■ Actions to take:
A. Reproduce the passage of the crash account below, beginning at the words "By this time, Matt" and stopping after "with it . . .".
B. According to the crash account below, at which hospital did the writer arrive?
C. Condense the paragraph of the crash account below that begins "Once on the scene, the ambulance guys" into a short bulleted list that keeps its main facts.

Extracted text below:

By this time, Matt and Tim had realised I’d crashed and called the medics. Within a few minutes, a motorcycle first-responder paramedic in a hi-vis jacket found me, checked I was alive, and advised the ambulance where to collect me. He reassured me I was going to be fine.
Once on the scene, the ambulance guys gave me a checkover, and complimented me on wearing a good helmet; a cheap one would have seen the impact turn my brain to jelly, they said. I sighed with relief until they said I had definitely broken my right ankle, and it looked like my right wrist was cactus too. A very bad fracture, they said. That would explain the wobbly hand then. But it didn’t explain how I’d managed to prise my helmet off with both hands — maybe adrenaline had something to do with it . . .
I arrived (disappointingly without flashing lights or sirens) at National University Hospital, Singapore’s leading research and teaching hospital. The A&E doctor laid me on the trolley, felt my ankle, felt my wrist and peered into my eye with a little light. The little light agreed with the ambulance men — I’d had a good helmet. The ankle was definitely poorly but fixable. But the wrist gave him a bit more of a challenge.

End of Extracted text.
Supplied information below:

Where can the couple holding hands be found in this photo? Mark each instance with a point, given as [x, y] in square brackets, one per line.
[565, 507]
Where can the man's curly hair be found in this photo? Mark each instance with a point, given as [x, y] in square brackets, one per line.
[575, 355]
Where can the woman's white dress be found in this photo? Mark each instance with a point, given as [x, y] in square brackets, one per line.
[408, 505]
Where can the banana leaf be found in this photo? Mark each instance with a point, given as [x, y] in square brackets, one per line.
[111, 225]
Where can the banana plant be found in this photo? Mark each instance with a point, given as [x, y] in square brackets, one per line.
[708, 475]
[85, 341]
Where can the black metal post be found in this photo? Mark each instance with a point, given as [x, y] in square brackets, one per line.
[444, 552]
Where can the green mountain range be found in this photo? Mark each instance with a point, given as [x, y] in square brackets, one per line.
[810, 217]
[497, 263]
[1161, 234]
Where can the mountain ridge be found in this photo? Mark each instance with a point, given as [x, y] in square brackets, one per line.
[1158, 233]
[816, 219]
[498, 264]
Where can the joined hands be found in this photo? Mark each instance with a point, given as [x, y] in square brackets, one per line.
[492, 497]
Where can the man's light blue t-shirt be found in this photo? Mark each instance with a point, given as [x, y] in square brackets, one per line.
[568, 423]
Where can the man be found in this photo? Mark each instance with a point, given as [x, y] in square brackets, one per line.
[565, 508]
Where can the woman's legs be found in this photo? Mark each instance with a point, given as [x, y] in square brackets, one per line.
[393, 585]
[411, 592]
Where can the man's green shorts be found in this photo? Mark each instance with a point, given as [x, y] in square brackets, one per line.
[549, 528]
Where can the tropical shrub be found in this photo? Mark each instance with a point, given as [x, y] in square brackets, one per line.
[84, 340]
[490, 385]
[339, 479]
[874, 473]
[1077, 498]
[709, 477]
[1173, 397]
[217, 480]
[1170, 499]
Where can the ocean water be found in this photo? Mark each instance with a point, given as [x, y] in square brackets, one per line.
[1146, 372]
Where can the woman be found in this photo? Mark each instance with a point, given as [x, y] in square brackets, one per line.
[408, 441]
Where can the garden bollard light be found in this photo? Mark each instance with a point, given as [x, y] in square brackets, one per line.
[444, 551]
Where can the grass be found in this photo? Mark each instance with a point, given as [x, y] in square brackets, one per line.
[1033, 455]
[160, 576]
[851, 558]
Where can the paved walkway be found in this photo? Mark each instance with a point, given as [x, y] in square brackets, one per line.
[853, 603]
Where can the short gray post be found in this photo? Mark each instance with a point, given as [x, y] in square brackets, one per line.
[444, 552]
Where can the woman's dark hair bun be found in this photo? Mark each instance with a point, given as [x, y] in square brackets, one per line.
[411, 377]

End of Supplied information.
Supplied information below:

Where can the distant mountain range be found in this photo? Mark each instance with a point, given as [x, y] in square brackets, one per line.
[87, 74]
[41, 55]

End of Supplied information.

■ Task-by-task answers:
A.
By this time, Matt and Tim had realised I’d crashed and called the medics. Within a few minutes, a motorcycle first-responder paramedic in a hi-vis jacket found me, checked I was alive, and advised the ambulance where to collect me. He reassured me I was going to be fine.
Once on the scene, the ambulance guys gave me a checkover, and complimented me on wearing a good helmet; a cheap one would have seen the impact turn my brain to jelly, they said. I sighed with relief until they said I had definitely broken my right ankle, and it looked like my right wrist was cactus too. A very bad fracture, they said. That would explain the wobbly hand then. But it didn’t explain how I’d managed to prise my helmet off with both hands — maybe adrenaline had something to do with it . . .

B. National University Hospital, Singapore's leading research and teaching hospital.

C.
- The ambulance crew checked the writer over and praised the good helmet, saying a cheap one would have let the impact turn the brain to jelly.
- They said the right ankle was definitely broken and the right wrist appeared to be badly fractured as well.
- The wrist injury accounted for the wobbly hand.
- It did not account for how the writer had pried the helmet off with both hands, which may have been due to adrenaline.